__What needs to be done__
From the passage about risk at One Bryant Park below, pull out everything from "That division, which" down to "the air filters.", word for word.

__Excerpt to read__
In 1986, Beck defined risk as “a systematic way of dealing with hazards and insecurities induced and introduced by modernization itself.”2 Always present, these risks came to be widely recognized during the 1960s, well before anything like climate change had been verified. But even then, when puffing smokestacks still punctuated Western skylines and workers occasionally still went on strike, claiming those factories as their own, risk was not limited to the visible dangers of industrialization. Instead, says Beck, “the risks of civilization today typically escape perception and are localized in the sphere of physical and chemical formulas.”3 In keeping with this axiom, the risks managed by the Bank of America Tower are largely invisible. They are measured by physical and chemical formulas that describe the behavior of greenhouse gases, as well as by MERV ratings and the dimensions of fiberglass filters. As in Beck’s thesis, risk society and class society have indeed met in the particle-free air inside this building, which is filtered, heated, cooled, and lit to support the activities inside. But when we look more closely, we do not see one regime replacing the other; rather, we see a striking interdependence.
One Bryant Park was designed as a speculative core-and-shell office building and was LEED rated prior to acquiring its main tenants, for whom the building’s “high environmental standards” were reportedly an important factor in securing tenancy.4 The Bank of America occupies 75 percent of the overall square footage, about one-third of which comprises the bank’s trading floors. As a result, and despite the platinum rating, it has been widely reported that the building emits more greenhouse gases than any similarly sized tower in the city, largely due to the energy loads generated by the 24/7 activities of those floors, with their screens, servers, and sleep-deprived bankers.5 All of which is, of course, in support of the bank’s ultimate purpose: to manage and profit from financial risk. At One Bryant Park, the Bank of America does so at fair expense to the external thermal environment but at relatively minimal environmental risk to the material comfort and well-being of bank employees, who breathe particle-free conditioned air as they speculate financially on the material risks taken by nations floating their currencies or homeowners mortgaging their houses. Of special interest to architects and architectural historians, then, is the fact that the coincidence of these two forms of risk, environmental and financial, is underwritten by the partition of what modernism used to call space and what we must now call air, and a corresponding division of labor.
That division, which is orchestrated above all by drawings and other visual documents, begins with the consultants. The firm of e4, Inc., a green building consultancy who compiled the documents that secured One Bryant Park’s LEED rating, was only one of the building’s approximately two dozen authors. Along with the architects, Cook + Fox and Adamson Associates, the list includes the MEP engineers Jaros, Baum & Bolles, the environment consultant Viridian Energy, the façade consultant Israel Berger, the geotechnical engineers Mueser Rutledge, and a whole host of others, to say nothing of the hundreds working under the general contractor, Tishman Construction, or those in the factories who produced its recyclable steel, or the engineers and line workers at Carrier who designed, produced, and installed the air filters.

__Excerpted records__

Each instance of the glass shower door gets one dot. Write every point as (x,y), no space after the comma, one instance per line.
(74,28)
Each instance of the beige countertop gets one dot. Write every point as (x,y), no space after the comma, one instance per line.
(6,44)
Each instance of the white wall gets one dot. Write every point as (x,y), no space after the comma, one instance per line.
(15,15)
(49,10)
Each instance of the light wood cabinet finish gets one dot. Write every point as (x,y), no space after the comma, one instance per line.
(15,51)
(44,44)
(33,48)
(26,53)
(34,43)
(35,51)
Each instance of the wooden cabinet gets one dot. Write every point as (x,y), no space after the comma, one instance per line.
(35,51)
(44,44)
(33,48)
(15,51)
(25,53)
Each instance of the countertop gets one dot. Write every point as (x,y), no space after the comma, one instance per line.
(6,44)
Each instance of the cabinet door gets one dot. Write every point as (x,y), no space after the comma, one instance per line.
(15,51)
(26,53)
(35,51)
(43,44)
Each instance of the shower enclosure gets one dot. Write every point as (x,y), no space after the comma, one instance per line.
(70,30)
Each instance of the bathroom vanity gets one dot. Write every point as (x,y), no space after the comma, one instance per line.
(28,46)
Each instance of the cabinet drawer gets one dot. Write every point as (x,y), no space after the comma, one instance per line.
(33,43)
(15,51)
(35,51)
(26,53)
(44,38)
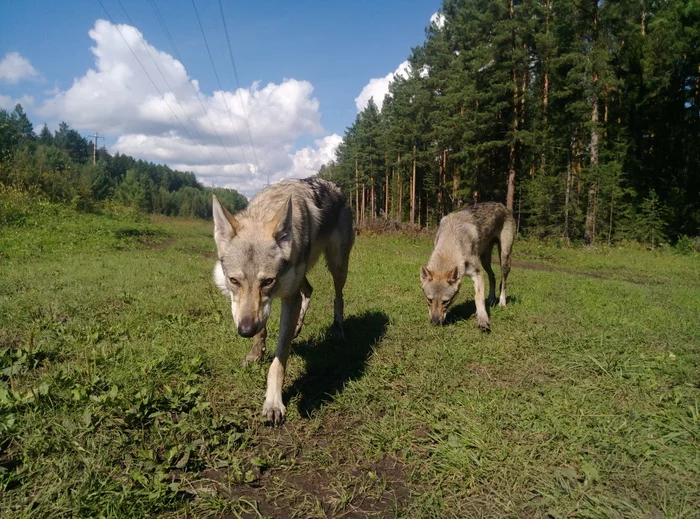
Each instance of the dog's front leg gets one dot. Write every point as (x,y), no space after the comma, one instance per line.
(482,317)
(257,352)
(273,409)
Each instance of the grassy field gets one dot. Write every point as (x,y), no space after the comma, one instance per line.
(122,393)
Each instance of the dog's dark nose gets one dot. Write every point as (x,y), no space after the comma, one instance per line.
(247,327)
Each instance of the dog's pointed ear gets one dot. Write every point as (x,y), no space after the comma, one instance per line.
(225,225)
(280,227)
(454,276)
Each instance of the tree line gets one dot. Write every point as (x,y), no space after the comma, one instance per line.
(64,167)
(583,116)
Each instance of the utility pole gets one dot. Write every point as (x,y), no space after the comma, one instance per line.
(94,148)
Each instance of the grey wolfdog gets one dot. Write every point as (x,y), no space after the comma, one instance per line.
(265,252)
(463,245)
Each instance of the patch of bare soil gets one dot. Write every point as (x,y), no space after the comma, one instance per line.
(158,245)
(532,265)
(314,479)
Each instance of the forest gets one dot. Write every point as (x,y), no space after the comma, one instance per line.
(65,168)
(583,116)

__Response to the task__
That division, which is orchestrated above all by drawings and other visual documents, begins with the consultants. The firm of e4, Inc., a green building consultancy who compiled the documents that secured One Bryant Park’s LEED rating, was only one of the building’s approximately two dozen authors. Along with the architects, Cook + Fox and Adamson Associates, the list includes the MEP engineers Jaros, Baum & Bolles, the environment consultant Viridian Energy, the façade consultant Israel Berger, the geotechnical engineers Mueser Rutledge, and a whole host of others, to say nothing of the hundreds working under the general contractor, Tishman Construction, or those in the factories who produced its recyclable steel, or the engineers and line workers at Carrier who designed, produced, and installed the air filters.